## The problem
Return every line of the records below that contains the string "road", treating uppercase and lowercase letters as different.

## Data listing

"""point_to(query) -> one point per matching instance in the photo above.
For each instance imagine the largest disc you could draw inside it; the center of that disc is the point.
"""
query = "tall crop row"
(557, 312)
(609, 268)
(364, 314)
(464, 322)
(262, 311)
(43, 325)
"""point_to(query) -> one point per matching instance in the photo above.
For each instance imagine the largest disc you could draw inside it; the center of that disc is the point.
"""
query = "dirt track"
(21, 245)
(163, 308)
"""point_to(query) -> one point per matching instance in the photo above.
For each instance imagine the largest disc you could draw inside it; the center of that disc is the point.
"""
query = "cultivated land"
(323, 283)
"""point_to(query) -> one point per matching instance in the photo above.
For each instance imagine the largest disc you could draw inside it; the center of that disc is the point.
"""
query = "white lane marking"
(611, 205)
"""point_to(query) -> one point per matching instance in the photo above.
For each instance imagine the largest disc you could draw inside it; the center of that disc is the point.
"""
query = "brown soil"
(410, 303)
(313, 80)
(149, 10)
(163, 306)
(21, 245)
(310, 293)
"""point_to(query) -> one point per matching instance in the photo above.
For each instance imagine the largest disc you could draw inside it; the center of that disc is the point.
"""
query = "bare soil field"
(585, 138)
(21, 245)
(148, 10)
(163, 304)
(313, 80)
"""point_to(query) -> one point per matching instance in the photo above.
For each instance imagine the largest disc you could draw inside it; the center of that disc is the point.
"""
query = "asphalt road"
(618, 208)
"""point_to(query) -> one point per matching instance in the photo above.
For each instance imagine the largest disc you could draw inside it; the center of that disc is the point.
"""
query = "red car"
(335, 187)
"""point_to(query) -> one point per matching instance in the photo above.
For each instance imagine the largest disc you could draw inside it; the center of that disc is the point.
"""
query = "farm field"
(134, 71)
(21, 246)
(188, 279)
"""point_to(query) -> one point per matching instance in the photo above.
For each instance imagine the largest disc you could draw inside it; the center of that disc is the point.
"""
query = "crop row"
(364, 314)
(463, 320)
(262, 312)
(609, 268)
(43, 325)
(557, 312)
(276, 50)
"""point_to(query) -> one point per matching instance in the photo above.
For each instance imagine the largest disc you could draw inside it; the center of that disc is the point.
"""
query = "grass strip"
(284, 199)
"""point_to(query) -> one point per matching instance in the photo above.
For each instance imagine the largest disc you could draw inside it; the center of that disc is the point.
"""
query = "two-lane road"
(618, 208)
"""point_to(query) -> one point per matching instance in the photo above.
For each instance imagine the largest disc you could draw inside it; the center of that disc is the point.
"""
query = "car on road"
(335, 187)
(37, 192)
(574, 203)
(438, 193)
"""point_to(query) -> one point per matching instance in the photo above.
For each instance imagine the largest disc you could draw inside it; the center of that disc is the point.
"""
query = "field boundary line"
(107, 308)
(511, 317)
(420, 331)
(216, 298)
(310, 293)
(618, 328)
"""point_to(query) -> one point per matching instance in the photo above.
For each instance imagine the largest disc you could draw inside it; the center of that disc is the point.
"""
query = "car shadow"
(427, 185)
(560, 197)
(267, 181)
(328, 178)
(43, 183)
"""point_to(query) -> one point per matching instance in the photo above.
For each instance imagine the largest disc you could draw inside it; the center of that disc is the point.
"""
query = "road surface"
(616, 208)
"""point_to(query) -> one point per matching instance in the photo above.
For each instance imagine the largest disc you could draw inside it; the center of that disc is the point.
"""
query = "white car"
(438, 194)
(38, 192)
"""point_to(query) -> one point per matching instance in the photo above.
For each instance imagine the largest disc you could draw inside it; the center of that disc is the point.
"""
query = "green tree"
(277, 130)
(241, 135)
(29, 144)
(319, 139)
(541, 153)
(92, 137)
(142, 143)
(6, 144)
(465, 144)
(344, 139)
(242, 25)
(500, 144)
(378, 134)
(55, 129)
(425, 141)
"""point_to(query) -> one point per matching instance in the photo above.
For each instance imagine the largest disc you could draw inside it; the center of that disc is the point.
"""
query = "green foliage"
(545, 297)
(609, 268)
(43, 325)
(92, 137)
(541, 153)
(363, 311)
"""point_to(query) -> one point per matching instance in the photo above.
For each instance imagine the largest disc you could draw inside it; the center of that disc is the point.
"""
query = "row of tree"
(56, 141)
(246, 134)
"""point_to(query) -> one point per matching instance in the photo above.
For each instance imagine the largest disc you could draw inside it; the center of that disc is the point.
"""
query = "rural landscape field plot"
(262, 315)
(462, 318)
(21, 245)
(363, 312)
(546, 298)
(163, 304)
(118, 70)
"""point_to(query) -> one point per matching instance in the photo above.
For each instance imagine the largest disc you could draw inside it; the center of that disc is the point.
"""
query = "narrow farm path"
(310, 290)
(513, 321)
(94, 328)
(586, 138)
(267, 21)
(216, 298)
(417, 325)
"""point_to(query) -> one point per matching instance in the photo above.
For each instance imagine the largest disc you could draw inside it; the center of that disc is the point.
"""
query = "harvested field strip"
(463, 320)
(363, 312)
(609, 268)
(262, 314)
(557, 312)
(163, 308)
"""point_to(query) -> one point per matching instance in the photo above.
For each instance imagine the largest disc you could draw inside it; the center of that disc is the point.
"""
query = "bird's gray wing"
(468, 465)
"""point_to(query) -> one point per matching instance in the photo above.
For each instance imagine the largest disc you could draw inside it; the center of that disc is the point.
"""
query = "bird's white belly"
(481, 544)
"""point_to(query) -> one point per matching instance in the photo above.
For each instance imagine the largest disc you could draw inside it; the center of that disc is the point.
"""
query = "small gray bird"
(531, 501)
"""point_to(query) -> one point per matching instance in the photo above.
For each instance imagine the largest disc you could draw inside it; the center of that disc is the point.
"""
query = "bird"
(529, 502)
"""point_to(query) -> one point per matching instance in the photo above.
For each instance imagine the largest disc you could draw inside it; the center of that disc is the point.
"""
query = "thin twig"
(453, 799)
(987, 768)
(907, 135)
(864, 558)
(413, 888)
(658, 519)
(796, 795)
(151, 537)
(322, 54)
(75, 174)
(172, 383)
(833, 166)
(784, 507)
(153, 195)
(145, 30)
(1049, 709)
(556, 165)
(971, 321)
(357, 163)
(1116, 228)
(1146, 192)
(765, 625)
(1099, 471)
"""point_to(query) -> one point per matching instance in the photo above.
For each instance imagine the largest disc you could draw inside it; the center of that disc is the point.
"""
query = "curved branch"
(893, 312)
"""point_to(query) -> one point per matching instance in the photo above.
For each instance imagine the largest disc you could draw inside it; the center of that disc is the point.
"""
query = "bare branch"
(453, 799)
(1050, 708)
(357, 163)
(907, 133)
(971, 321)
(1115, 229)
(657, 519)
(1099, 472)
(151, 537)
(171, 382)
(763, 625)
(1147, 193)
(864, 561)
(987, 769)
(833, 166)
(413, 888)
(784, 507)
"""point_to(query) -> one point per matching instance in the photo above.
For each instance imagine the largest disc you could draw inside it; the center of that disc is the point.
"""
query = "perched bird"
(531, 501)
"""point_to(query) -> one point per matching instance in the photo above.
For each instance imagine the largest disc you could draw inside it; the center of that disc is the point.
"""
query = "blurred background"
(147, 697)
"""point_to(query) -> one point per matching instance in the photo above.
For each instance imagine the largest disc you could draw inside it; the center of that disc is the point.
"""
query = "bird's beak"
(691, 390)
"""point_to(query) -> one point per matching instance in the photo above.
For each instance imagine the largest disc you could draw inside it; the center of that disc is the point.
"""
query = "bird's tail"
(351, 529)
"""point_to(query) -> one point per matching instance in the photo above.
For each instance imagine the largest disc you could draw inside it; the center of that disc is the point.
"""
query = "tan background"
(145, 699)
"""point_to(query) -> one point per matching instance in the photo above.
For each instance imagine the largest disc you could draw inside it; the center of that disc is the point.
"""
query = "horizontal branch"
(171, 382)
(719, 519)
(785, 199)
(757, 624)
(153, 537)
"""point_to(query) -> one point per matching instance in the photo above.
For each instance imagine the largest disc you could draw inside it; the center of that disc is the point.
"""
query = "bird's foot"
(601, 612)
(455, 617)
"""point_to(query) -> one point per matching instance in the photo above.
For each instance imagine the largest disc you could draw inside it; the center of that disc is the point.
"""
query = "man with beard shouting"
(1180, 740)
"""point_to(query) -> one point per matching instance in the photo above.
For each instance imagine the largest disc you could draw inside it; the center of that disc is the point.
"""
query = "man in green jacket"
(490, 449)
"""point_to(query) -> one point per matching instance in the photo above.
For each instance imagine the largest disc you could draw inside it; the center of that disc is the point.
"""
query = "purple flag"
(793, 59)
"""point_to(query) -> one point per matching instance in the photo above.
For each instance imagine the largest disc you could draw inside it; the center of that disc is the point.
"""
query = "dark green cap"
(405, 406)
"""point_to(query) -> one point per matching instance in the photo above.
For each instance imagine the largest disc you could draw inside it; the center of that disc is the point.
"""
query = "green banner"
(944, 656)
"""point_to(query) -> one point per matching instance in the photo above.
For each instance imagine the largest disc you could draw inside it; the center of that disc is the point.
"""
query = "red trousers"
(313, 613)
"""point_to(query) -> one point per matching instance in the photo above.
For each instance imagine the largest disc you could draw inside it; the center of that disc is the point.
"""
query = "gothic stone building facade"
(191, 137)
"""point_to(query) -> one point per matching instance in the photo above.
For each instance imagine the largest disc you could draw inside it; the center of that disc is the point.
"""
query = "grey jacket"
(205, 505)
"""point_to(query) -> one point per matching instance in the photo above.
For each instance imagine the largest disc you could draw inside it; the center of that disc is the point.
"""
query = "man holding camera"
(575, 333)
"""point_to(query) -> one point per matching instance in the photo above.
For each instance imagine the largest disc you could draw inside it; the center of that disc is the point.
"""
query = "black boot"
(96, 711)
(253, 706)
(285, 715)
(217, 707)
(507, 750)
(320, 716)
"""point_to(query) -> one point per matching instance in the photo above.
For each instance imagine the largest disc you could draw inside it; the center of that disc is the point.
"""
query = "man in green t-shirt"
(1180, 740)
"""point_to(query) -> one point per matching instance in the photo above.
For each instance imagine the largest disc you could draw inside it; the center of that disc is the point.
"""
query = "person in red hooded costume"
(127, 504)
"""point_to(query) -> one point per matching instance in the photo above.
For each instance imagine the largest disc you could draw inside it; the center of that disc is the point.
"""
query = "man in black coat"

## Solution to this task
query = "asphalt road"
query = "two-lane road"
query = "car on road"
query = "road surface"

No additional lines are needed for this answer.